## DIRECTIONS
Reproduce verbatim the lines of the records that run from the line containing "mountain is and give its bounding box." to the line containing "[200,146,229,168]", including both of those lines.

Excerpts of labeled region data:
** BEGIN **
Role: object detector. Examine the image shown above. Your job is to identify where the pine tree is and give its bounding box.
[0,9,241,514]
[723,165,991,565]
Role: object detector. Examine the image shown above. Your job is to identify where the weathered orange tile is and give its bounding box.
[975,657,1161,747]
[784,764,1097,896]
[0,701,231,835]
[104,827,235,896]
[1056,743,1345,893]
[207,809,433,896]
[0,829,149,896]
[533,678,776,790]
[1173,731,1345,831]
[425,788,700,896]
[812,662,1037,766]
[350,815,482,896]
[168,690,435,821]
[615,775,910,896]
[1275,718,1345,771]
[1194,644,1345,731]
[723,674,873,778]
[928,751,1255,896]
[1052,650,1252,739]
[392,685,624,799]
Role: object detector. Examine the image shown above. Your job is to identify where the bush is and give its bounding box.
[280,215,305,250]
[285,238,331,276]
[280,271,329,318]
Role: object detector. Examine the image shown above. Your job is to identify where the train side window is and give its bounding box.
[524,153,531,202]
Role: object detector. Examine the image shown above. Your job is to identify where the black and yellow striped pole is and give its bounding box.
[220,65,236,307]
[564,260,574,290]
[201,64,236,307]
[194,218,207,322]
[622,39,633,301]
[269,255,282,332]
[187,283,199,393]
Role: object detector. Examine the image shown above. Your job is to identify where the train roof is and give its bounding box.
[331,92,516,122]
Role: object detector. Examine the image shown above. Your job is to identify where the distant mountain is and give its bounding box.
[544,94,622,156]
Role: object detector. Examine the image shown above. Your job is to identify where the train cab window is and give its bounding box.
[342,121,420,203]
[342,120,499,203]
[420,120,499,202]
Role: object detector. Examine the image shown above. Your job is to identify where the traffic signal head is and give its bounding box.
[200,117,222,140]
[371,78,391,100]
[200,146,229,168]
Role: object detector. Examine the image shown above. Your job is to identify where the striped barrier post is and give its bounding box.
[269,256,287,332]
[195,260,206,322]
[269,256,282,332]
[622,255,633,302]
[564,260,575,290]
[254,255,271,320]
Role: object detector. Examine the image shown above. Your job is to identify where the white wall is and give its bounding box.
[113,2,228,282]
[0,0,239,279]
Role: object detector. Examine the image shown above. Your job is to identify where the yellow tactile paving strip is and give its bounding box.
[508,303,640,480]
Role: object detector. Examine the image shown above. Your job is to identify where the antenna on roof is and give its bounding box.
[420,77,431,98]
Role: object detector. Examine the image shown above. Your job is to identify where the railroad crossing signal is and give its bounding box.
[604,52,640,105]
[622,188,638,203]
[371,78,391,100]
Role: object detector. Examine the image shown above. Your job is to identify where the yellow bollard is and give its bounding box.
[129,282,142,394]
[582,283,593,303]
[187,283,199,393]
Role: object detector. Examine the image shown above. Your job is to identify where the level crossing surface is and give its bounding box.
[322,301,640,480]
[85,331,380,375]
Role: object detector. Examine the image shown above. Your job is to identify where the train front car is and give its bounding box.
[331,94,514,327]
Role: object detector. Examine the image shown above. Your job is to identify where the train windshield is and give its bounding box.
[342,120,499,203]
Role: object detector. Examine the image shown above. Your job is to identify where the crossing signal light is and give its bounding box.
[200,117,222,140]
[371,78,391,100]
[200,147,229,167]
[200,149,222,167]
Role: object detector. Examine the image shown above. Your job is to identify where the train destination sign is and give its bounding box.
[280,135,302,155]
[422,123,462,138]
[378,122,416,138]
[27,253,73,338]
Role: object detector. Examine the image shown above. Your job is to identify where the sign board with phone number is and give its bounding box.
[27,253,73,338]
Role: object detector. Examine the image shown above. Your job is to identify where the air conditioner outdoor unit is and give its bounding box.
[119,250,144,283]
** END **
## EXERCISE SOLUTION
Role: object detector. Examine the image shown above. Your job is to identify where the distant mountain is and give its bounding box.
[544,94,622,156]
Role: object detector. Examine the image shown above. Your job is to identify where the train cab window is and give its bounding box.
[342,121,420,203]
[342,120,499,203]
[420,120,499,202]
Role: object detector. Examine the image shown above. Your job is to identify where the traffic signal head is and give its bounding box.
[200,117,222,140]
[371,78,391,100]
[200,146,229,168]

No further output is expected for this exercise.